Hall's shifting of pastoral perspectives is thus most evident in his focus on the dark side of the Golden Age myth—the decline of the world since the reign of Saturn. Pastoral poets had, of course, used the ideal past to criticize realities of the present, but Hall transforms this contrast into the paradoxical and exaggerated displacements of satire. Here was a sweeping expression of the idea that Earl Miner has identified as the source of all satiric power—“a vision of man, the state, arts, or the world degenerating before one's eyes.”14 This satiric approach is expressed in concise couplets at the midpoint and conclusion of the Golden Age poem: “Then farewell fayrest age, the worlds best daies, / Thriuing in ill, as it in age decaies” (III.i.40-41, 80-81).
Hall was evidently fond of the decline topos and noted for his use of the theme to generate paradoxes. Thomas Fuller relates that the young Hall won acclaim at Cambridge for “his ingenuous maintaining (be it truth or paradox) that mundus senescit (the world groweth old).”15 But Spenser may have pointed the way here too. He had forcibly expressed the idea of decline in the pessimistic prologue to Book V of The Fairie Queene, published the year before the “tooth-lesse” satires appeared; “the world is runne quite out of square”:
For from the golden age, that first was named,
It's now at earst become a stonie one;
.....For that which all men then did vertue call,
Is now cald vice; and that which vice was hight
Is now hight vertue, and so vs'd of all.
(FQ V. Prologue, lines 10-30)
Roger Sale finds in this poem the first signs of an “impulse toward satire” in Spenser's later poetry.16 I do not wish to claim that Hall's inspiration for the satires came primarily from his reading of this poem, but only to note that his satiric approach to the pastoral topos of the Golden Age corresponds to a turn in the thought and feeling of his literary hero at the time Virgidemiae was published. Hall's identification of the satirist with Talus (Virg. IV.i.40), the groom left behind by Astrea when she fled from the world at the end of the Golden Age (FQ V.i.12), suggests that he responded to the satiric undertow of Spenser's prologue and fifth book; the age demanded not Colin's pipe but Talus's “flayle of lead.”

####

▶ [Exercise objective]: Please retype the passage on Hall's satire and the Golden Age from "Hall was evidently" up to and including "Prologue, lines 10-30)".

####

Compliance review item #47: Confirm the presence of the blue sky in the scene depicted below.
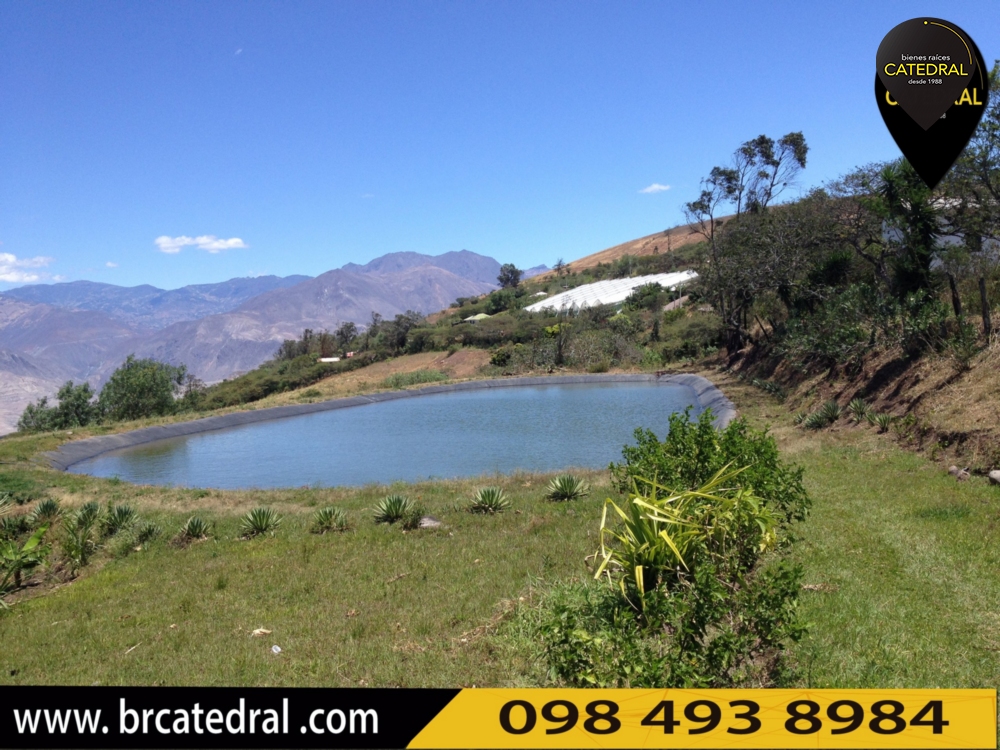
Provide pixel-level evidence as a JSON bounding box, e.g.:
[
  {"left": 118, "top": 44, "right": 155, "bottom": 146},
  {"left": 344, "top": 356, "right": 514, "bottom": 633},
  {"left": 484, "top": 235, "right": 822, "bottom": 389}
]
[{"left": 0, "top": 0, "right": 1000, "bottom": 289}]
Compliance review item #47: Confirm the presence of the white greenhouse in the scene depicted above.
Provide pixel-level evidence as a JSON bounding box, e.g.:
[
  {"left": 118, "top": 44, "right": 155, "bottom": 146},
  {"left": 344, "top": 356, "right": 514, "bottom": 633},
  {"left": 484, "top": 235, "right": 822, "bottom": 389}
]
[{"left": 524, "top": 271, "right": 698, "bottom": 312}]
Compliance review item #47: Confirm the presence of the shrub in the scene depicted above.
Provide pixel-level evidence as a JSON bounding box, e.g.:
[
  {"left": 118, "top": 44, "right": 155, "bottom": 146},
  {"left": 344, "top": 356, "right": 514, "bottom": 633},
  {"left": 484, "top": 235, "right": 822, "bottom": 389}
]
[
  {"left": 101, "top": 503, "right": 139, "bottom": 537},
  {"left": 62, "top": 502, "right": 101, "bottom": 575},
  {"left": 847, "top": 398, "right": 872, "bottom": 424},
  {"left": 175, "top": 516, "right": 211, "bottom": 544},
  {"left": 375, "top": 495, "right": 413, "bottom": 523},
  {"left": 309, "top": 506, "right": 347, "bottom": 534},
  {"left": 610, "top": 408, "right": 810, "bottom": 524},
  {"left": 240, "top": 507, "right": 281, "bottom": 539},
  {"left": 28, "top": 498, "right": 62, "bottom": 528},
  {"left": 469, "top": 487, "right": 510, "bottom": 514},
  {"left": 871, "top": 414, "right": 895, "bottom": 432},
  {"left": 545, "top": 474, "right": 590, "bottom": 502}
]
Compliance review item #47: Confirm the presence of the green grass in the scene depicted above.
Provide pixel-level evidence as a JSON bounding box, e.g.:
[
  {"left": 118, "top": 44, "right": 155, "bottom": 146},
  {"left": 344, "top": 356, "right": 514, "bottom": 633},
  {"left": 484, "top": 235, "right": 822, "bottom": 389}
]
[
  {"left": 380, "top": 370, "right": 448, "bottom": 389},
  {"left": 794, "top": 438, "right": 1000, "bottom": 688},
  {"left": 0, "top": 475, "right": 606, "bottom": 686}
]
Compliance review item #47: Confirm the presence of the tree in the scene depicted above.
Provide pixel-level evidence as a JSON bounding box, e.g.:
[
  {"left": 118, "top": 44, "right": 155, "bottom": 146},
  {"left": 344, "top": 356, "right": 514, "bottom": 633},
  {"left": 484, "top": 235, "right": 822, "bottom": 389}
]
[
  {"left": 97, "top": 354, "right": 187, "bottom": 421},
  {"left": 333, "top": 320, "right": 358, "bottom": 353},
  {"left": 497, "top": 263, "right": 524, "bottom": 289}
]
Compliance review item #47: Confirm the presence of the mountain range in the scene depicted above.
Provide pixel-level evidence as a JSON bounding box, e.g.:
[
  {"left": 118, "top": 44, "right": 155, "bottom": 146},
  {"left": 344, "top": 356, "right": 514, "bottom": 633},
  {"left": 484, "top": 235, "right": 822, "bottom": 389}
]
[{"left": 0, "top": 250, "right": 547, "bottom": 434}]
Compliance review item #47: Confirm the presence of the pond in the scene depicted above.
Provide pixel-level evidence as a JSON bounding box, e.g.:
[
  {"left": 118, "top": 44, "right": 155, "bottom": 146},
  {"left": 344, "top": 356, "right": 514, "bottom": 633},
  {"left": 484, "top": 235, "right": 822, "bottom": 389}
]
[{"left": 69, "top": 382, "right": 700, "bottom": 489}]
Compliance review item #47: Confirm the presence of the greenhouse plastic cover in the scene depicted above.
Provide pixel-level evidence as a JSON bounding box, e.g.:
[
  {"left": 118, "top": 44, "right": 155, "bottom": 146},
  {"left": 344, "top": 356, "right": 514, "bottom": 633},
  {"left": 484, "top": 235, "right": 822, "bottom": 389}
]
[{"left": 524, "top": 271, "right": 698, "bottom": 312}]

####

▶ [Response to the exercise]:
Hall was evidently fond of the decline topos and noted for his use of the theme to generate paradoxes. Thomas Fuller relates that the young Hall won acclaim at Cambridge for “his ingenuous maintaining (be it truth or paradox) that mundus senescit (the world groweth old).”15 But Spenser may have pointed the way here too. He had forcibly expressed the idea of decline in the pessimistic prologue to Book V of The Fairie Queene, published the year before the “tooth-lesse” satires appeared; “the world is runne quite out of square”:
For from the golden age, that first was named,
It's now at earst become a stonie one;
.....For that which all men then did vertue call,
Is now cald vice; and that which vice was hight
Is now hight vertue, and so vs'd of all.
(FQ V. Prologue, lines 10-30)